__TEXT PROVIDED__:
"""

Now that we have friends living with us with their 4 kids including young daughters we think it’s borderline obsessive and not normal adult behavior…
Not to mention a red flag because Doug works for the Abbotsford school district on top of it all!!!!
The mirrors are a minor thing… It was the videotaping as well as his request to the city of Abbotsford to force us to move our play centre out of the covenanted forest area and closer to his property line that really, really made me feel as though this man may have a more serious problem. (para 22)
There was no video camera (para 23) and the mirror referred to wasn’t for spying on the defendant, but rather was a feng shui ornament (para 19). The Court accepted the plaintiff’s evidence that he never made a complaint to the municipality about the swing set (para 20). The defendant’s post prompted 48 comments by 36 friends and 9 further comments by the defendant (para 23). The comments, including those of the defendant, referred to Mr. Pritchard as “a ‘pedo’, ‘creeper’, ‘nutter’, freak’, ‘scumbag’, ‘peeper’ and a ‘douchebag’” (para 24). Mr. Pritchard’s name, occupation and work were all identifiable in the conversation (para 73). This was, in effect, a conversation implying that the plaintiff was a paedophile and unfit to teach, which defamatory meaning Justice Saunders accepted (para 74). The defendant described her post and comments as “venting” (para 41), but the audience of her venting was sizeable. She actively conversed with 36 friends, which would have been visible to her 2059 friends (para 75), and further visible to the countless other friends of friends that see the posts their friends react to (thanks to the new Facebook upgrade from “liking” to “reacting” in 2016). The defendant also set her privacy settings to public so anyone could see the comments posted about the plaintiff. The Facebook post was up for 27.5 hours before the plaintiff deleted it (para 31), but continued to be on timelines through friends who had liked or commented on the post (para 32).

"""

__INFORMATION SUPPLIED__:
"""

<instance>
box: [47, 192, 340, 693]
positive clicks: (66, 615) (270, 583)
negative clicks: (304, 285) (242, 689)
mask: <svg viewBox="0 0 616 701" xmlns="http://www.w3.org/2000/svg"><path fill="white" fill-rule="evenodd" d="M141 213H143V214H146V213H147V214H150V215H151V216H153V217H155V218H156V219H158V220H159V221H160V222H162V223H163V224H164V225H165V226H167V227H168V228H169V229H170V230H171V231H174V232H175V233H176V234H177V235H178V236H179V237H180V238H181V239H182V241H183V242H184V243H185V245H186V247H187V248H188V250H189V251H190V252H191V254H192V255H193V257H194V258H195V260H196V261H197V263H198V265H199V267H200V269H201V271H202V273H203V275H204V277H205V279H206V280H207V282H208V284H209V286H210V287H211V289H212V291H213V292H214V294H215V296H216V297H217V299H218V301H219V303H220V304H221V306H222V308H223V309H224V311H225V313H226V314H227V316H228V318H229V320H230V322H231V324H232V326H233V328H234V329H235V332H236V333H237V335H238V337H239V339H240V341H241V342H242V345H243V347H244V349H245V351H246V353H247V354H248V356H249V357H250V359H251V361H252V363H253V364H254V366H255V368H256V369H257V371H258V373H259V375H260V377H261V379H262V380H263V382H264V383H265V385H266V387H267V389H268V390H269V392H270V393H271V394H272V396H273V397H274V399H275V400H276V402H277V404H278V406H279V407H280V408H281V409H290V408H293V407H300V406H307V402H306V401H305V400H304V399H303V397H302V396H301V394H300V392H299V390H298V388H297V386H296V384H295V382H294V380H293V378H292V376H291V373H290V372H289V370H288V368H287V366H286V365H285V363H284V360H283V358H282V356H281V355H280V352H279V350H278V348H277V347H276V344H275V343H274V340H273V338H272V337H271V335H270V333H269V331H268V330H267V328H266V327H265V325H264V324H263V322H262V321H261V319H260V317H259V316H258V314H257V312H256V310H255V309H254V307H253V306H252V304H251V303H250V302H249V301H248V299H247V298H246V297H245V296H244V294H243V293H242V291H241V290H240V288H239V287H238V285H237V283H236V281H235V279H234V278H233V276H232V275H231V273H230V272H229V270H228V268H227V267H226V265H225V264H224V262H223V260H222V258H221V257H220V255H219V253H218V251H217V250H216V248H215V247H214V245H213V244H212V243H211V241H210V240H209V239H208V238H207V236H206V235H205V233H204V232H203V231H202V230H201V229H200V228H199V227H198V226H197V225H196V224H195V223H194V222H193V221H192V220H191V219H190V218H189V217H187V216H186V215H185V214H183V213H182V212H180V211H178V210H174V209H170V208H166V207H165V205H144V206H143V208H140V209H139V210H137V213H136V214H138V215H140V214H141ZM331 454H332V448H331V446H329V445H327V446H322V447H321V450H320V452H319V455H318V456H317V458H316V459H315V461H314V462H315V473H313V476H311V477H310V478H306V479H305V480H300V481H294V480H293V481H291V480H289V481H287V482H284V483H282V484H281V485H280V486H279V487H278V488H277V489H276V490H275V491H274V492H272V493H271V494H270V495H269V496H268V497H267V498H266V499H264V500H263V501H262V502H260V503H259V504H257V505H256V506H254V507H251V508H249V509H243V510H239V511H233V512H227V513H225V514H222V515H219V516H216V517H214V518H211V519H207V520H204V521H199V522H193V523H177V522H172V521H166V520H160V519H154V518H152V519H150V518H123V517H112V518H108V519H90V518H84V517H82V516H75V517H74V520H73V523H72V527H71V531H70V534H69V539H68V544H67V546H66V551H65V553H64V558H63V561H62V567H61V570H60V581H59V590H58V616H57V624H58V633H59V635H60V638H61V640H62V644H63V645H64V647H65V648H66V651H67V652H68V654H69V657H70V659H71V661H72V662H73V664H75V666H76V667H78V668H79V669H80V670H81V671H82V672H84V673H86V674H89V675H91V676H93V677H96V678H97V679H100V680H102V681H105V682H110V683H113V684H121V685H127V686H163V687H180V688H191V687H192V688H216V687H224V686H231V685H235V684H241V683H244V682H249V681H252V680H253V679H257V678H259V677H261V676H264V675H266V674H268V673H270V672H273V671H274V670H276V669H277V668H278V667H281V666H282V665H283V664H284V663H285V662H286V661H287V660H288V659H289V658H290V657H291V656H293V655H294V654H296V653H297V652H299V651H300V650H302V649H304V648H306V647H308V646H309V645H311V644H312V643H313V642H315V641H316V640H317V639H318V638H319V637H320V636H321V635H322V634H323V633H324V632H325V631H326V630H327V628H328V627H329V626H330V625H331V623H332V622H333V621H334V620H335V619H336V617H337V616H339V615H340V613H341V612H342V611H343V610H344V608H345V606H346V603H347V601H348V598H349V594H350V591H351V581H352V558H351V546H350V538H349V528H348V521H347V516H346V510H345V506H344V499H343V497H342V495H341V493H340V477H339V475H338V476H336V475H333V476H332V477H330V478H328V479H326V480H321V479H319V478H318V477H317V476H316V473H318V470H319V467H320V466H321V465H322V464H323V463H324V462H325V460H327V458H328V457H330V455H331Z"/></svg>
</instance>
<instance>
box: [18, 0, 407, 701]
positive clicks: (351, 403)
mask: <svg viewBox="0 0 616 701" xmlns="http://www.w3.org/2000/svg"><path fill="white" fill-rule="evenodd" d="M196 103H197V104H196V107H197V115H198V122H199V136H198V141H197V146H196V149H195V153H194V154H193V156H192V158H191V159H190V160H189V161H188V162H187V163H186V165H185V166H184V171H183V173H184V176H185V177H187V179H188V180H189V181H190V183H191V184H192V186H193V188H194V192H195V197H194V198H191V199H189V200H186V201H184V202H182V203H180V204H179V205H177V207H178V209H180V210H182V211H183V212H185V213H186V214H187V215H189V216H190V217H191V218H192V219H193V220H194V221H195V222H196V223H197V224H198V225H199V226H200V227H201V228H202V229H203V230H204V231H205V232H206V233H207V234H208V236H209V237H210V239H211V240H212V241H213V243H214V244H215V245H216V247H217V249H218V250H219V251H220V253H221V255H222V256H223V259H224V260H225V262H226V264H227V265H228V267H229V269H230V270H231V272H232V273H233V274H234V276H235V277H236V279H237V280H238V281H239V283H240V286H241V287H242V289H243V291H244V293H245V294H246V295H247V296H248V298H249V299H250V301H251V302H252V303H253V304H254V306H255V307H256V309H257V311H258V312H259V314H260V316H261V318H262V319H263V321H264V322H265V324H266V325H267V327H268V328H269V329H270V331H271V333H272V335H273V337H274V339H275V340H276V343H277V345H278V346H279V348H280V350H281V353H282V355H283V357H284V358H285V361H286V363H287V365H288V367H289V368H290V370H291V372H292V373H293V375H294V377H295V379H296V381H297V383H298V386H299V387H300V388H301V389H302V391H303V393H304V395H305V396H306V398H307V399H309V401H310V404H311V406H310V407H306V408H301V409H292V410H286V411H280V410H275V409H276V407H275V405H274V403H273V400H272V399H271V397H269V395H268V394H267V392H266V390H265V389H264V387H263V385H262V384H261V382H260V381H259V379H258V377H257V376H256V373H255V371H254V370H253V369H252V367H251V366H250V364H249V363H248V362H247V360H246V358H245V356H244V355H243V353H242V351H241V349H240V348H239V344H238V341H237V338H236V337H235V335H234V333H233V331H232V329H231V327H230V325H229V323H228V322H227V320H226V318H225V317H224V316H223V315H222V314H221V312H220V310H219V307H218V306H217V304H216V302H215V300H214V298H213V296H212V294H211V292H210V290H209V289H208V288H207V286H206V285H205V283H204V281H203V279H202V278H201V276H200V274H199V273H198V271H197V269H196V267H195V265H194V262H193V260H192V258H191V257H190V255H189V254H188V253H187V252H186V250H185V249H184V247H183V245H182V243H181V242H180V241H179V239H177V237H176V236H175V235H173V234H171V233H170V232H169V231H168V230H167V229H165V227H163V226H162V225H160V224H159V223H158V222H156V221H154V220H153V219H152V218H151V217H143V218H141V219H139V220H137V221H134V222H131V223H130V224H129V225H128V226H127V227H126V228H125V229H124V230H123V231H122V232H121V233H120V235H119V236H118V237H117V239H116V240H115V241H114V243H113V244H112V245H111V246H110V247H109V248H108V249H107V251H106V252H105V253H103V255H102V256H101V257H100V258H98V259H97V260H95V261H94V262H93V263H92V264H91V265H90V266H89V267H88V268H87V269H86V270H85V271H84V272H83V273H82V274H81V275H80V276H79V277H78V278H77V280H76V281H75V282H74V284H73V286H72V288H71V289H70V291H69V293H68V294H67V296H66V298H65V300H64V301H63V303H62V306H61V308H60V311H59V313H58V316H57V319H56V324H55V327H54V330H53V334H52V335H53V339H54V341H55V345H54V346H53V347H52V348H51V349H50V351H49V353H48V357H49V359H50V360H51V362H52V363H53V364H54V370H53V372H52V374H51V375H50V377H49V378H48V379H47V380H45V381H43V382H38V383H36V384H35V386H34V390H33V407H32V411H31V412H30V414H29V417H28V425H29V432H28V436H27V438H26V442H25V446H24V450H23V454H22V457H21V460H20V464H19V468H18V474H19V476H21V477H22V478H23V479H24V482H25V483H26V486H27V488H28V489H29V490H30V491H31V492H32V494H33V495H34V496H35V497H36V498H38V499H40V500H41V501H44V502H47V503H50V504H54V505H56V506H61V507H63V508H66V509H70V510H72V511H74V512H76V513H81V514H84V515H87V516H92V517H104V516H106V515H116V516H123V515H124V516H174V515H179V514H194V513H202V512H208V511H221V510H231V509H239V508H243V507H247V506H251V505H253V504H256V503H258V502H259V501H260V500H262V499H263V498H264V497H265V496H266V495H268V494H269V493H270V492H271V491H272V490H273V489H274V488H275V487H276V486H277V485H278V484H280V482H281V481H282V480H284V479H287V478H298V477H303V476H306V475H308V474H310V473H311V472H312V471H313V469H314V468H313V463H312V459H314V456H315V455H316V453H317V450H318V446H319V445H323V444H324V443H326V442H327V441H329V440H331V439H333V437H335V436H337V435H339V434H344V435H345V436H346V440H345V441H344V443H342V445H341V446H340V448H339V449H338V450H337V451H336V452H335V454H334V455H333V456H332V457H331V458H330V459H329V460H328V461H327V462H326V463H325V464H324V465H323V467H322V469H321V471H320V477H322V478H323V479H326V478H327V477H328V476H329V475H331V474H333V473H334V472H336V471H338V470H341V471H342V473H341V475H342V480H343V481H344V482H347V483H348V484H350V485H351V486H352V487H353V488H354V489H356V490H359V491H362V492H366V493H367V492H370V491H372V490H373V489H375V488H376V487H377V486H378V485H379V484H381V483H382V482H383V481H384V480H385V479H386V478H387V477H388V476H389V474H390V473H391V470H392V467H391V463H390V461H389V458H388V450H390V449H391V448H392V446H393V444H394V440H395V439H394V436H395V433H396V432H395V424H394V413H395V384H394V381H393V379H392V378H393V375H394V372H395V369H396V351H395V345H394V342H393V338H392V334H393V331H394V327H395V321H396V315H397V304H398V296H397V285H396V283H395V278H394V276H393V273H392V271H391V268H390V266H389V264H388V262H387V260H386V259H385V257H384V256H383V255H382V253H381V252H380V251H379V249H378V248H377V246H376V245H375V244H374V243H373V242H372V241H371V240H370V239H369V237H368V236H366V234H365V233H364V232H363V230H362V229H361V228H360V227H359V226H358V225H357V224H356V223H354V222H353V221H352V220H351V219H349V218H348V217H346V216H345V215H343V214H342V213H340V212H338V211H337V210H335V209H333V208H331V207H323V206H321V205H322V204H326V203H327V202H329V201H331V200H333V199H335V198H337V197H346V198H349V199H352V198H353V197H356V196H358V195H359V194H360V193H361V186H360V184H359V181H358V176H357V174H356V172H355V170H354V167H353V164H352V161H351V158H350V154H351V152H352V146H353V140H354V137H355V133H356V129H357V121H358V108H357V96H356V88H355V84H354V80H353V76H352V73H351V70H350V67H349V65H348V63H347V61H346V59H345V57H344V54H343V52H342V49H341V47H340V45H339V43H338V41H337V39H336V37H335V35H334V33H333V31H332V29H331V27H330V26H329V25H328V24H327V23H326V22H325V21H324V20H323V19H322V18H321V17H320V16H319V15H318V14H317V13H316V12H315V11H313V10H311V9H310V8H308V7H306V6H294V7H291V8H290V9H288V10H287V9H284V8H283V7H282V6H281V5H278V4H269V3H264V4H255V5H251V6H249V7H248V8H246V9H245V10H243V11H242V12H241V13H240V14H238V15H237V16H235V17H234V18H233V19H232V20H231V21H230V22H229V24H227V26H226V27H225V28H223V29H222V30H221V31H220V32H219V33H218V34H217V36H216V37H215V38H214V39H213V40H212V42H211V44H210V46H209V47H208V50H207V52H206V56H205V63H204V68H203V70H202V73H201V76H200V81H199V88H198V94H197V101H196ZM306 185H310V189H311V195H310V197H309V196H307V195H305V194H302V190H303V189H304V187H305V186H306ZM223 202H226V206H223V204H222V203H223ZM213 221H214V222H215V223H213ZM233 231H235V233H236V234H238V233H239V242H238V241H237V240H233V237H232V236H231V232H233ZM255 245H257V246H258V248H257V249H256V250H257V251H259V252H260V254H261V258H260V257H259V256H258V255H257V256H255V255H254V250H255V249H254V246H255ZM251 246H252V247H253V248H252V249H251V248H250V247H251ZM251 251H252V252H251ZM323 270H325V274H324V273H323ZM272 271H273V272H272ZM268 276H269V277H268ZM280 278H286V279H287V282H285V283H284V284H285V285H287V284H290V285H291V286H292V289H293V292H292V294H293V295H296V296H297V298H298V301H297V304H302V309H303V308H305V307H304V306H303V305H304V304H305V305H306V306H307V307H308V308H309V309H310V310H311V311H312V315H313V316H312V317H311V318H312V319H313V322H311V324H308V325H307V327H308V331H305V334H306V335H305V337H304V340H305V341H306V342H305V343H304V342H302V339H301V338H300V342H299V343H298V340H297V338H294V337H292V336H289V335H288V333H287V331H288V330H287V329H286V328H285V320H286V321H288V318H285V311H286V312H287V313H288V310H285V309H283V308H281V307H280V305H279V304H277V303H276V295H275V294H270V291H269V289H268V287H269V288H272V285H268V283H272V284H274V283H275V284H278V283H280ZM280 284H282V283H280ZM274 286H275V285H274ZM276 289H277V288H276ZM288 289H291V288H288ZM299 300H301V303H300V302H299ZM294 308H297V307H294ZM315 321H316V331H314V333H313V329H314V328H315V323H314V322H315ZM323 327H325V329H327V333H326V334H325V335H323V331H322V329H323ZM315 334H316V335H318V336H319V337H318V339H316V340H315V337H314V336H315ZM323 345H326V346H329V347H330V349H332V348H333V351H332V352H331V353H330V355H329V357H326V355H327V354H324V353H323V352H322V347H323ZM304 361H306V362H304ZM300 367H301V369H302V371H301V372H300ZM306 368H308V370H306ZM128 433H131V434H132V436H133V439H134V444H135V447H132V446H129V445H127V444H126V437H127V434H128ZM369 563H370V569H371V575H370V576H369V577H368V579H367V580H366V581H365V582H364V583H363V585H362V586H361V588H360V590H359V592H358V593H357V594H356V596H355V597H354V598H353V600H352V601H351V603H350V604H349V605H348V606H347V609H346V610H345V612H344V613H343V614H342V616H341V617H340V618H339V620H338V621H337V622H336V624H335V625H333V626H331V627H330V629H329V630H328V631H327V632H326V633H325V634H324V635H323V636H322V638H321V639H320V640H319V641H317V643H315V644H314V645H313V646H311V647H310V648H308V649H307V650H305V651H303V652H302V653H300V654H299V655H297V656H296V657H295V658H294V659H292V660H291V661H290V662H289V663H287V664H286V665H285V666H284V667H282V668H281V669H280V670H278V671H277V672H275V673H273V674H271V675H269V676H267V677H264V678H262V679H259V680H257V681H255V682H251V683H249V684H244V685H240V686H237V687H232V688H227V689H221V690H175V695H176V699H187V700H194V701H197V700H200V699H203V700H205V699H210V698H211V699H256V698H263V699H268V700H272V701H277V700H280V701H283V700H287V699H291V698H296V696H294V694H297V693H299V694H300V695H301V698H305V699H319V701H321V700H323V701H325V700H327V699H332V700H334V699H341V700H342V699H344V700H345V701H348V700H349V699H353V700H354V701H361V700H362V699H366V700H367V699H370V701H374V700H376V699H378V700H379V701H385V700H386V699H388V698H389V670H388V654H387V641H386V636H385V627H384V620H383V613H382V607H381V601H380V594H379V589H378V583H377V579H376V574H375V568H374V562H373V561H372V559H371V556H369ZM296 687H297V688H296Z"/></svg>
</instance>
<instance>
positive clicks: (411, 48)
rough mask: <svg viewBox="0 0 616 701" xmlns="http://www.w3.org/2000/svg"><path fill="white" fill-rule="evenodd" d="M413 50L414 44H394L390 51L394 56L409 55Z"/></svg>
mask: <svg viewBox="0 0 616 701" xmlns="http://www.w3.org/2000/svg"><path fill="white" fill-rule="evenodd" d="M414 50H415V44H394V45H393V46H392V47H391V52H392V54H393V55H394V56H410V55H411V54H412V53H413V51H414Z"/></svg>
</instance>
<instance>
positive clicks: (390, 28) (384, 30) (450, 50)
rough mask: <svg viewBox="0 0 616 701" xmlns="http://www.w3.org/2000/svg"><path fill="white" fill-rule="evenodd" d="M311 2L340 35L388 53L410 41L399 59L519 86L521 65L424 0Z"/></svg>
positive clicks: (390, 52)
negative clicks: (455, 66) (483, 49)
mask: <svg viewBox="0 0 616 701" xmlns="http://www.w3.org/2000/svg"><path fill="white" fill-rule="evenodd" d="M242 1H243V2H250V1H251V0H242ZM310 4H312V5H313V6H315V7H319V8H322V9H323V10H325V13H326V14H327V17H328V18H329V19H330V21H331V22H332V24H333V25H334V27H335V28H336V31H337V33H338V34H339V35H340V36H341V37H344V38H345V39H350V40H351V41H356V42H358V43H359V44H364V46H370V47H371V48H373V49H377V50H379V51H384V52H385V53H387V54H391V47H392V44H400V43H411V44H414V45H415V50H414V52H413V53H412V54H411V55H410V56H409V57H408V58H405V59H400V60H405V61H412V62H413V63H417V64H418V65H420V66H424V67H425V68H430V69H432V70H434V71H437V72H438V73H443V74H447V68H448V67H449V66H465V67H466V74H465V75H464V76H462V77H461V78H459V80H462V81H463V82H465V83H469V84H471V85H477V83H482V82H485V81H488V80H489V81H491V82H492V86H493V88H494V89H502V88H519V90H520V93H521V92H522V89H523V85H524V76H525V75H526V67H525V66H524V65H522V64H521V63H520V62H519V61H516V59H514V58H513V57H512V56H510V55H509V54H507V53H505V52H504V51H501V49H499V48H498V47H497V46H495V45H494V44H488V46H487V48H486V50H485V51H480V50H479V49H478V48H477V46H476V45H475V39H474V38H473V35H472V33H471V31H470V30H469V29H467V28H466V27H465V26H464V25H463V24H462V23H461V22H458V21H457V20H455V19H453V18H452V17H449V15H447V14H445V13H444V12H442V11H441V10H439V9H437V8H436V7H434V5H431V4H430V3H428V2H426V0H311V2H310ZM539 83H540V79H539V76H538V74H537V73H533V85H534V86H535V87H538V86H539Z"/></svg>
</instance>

"""

__EXERCISE SET__:
(1) In the passage on the Facebook defamation case, what was the mirror actually?
(2) Carry on the passage on the Facebook defamation case from its final sentence.
The items have no connection to the passage on the Facebook defamation case.

__RESULTS OF THE TASKS__:
(1) A feng shui ornament, not a device for spying on the defendant.

(2)
Mr. Pritchard is a Middle School music teacher. One “friend” of the defendant, Rick Parks, posted a suggestion that the defendant send the picture to the plaintiff’s principal, and advised that he had shared the defendant’s post on his timeline (para 25). Mr. Parks later sent an email to the principal with an email attachment of the image and amongst the allegations made against the plaintiff, commented “I think you have a very small window of opportunity before someone begins to publicly declare that your school has a potential paedophile as a staff member. They are not going to care about his reasons – they care that kids may be in danger.” (para 26).
The injury to Mr. Pritchard’s reputation has been palpable (paras 33-38). Before these posts he was an active member of his workplace and community, working in an extra-curricular capacity with students in concert bands, and by all accounts growing the school music program significantly (para 10). After the Facebook post, Mr. Pritchard no longer enjoys teaching, withdrew from school programs, guards his interactions with students and dreads any public performances. His employment opportunities elsewhere are now limited. One student was removed from his music programs, while a few neighbours have made comments, such as “I thought I knew Doug, but I guess I didn’t know the other side of him” and “You know, your husband could get fired” (para 37).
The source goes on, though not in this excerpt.